→ **EXTRACT TO READ**
--

Examples for custom prediction in API Designer

jpham3 · March 13

Are there any actual useful code examples of using custom prediction in python?

I have a model that exists in my Flow and I want to use that model to make a prediction just like the Prediction model api endpoint would do to start and then add more custom code on top of that.

The boiler plate code imports dataiku and reading the docs, it seems this should work:

def predict(self, features_df):




        project = dataiku.Project("My Project")

        model = dataiku.Model("My Model")

        predictor = model.get_predictor(features_df, with_input_cols=True, with_probas=True)


        predictions = predictor.predict(features_df)


        return predictions

But this gives me :

Exception: Default project key is not specified (no DKU_CURRENT_PROJECT_KEY in env)

Googling that leads to thread where I should be using dataikuapi instead of dataiku which doesn't make sense.

Operating system used: Windows

yonghyun · March 20

def predict(self, features_df):        
  project = dataiku.Project("My Project")        
  model = dataiku.Model("My Model")        
  predictor = model.get_predictor(features_df, with_input_cols=True, with_probas=True)        
  predictions = predictor.predict(features_df)        
return predictions

위의 코드는 정상적으로 동작하지 않을 겁니다.

제가 시도한 방식이 원하시는 동작은 아닐 수도있지만 공유해 드립니다.

1. dataiku에서 만든 모델로 보여지는 "My Model" 이라는 모델을 Prediction model 로 api를 생성합니다.
2. def predict 에서 배포한 end point에 쿼리를 요청합니다. 이는 단건 추론만 되기때문에 for문으로 반복을 해야할 수 도있습니다.
그러면 원하시는 predictions 를 얻을 수 있을 것입니다.

위에 코드를 구현 예시입니다.

from dataiku.apinode import utils



def predict(self, features_df): 
  for feature in features_df : # df를 한줄씩 처리
        client = utils.get_self_client()

        result = client.predict_record("My Model_endpoint", {"feature1" : "value1", "feature2" : 42})

        predictions.append(result)
  predictions
return predictions

위에 코드가 정확하진 않을 수 는 있지만 저런 컨샙으로 하시면 원하시는 결과를 받아 보실 수 있으실 겁니다.

from dataiku.apinode import utils 를 사용해서 했지만 직접 end-point url 에 쿼리요청하여 결과를 받아 보실 수도있으 실 겁니다.

import requests
url = "https://앤드인트url"
data = {"name": "John", "age": 30}
response = requests.post(url, data=data)

Turribeach · March 13

The following thread should help:

Beginner Help: Deploying an API Service with Pickle Model from Jupyter Notebook in Dataiku

Velichka

Jan 22, 2025

Hello Dear Community,
I am a complete beginner in Dataiku and have created a Jupyter Notebook as a mini test model. I used Pickle to save the model and vectorizer into a managed folder named "Models". My goal is to make this model available as an API service, but I’m struggling with the process and would greatly appreciate step-by-step instructions to achieve this.
Below is the code I have written in my notebook:
API Designer
Settings: Function name → predict_cluster, code env →inherit project def (DSS builtin env)
Code:
import pickle

import dataiku

import dataikuapi



client = dataiku.api_client()

project_key = "EMPF_SYS" 

project = client.get_project(project_key)

folder_name = "Models"


managed_folder = dataiku.Folder(folder_name)

--

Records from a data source
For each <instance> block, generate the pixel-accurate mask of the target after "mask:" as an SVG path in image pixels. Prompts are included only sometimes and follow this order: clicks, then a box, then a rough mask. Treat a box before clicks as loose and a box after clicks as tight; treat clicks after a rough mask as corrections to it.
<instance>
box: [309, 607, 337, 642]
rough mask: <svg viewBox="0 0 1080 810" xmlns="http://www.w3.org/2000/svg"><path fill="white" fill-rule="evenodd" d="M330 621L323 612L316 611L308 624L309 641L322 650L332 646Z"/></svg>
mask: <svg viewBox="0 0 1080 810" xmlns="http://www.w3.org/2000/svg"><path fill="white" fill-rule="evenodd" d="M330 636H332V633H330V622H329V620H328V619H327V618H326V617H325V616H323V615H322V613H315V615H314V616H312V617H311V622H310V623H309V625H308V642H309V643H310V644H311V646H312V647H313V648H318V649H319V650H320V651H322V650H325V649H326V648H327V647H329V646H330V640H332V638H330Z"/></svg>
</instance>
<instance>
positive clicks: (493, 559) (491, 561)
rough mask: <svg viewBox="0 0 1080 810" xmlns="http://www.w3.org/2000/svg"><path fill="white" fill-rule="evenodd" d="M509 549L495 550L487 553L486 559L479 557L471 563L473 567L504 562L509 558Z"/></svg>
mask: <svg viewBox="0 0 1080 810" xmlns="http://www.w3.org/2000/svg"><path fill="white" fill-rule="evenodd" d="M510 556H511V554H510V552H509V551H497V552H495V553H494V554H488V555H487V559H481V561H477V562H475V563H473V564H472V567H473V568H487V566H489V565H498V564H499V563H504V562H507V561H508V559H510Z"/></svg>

--

→ **WHAT THE EXERCISE ASKS**
List every Python module that appears in an import statement in the forum thread's code. Answer using only the forum thread.

→ **RESULT BELOW**
dataiku.apinode, requests, pickle, dataiku, dataikuapi